(Provided records)

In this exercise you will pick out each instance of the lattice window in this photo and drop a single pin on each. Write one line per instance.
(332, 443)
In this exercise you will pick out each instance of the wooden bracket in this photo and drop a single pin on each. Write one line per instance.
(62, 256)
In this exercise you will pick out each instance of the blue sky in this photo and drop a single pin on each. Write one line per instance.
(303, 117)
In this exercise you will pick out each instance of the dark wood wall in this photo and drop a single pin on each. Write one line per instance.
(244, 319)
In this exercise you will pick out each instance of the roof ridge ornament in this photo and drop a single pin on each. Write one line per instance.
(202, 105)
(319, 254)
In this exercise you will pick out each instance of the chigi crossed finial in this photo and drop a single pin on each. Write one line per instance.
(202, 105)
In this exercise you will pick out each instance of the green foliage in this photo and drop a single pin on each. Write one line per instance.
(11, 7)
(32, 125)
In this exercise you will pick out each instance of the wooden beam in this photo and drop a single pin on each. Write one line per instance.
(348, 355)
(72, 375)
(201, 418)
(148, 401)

(End Provided records)
(Provided records)

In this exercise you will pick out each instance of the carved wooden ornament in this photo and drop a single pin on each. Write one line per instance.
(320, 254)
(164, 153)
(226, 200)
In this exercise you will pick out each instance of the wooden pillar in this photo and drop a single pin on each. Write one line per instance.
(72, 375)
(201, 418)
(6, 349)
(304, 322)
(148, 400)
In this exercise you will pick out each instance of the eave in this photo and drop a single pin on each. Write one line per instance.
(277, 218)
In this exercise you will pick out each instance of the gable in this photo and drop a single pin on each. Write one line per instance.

(End Provided records)
(Provided records)

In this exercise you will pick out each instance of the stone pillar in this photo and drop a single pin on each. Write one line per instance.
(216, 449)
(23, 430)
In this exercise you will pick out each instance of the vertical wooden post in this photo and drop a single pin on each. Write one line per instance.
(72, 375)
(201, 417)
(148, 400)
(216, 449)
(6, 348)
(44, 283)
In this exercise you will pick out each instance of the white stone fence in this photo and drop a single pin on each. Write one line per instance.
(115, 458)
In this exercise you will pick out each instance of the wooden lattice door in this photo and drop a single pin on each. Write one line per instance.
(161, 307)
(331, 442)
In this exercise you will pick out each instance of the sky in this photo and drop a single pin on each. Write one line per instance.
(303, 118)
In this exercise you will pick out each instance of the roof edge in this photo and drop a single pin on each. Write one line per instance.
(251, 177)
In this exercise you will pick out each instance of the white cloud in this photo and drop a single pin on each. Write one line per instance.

(End Provided records)

**Exercise goal:** Of the entries above, transcribe exactly those lines that fall between the line containing "of the eave" and the line containing "of the gable", together with those two lines.

**Solution for this task:**
In this exercise you will pick out each instance of the eave in this photo and drop a single pin on each. Write one line per instance.
(277, 218)
In this exercise you will pick out each instance of the gable in this photo and drop a single pin on each. Write one line per instance.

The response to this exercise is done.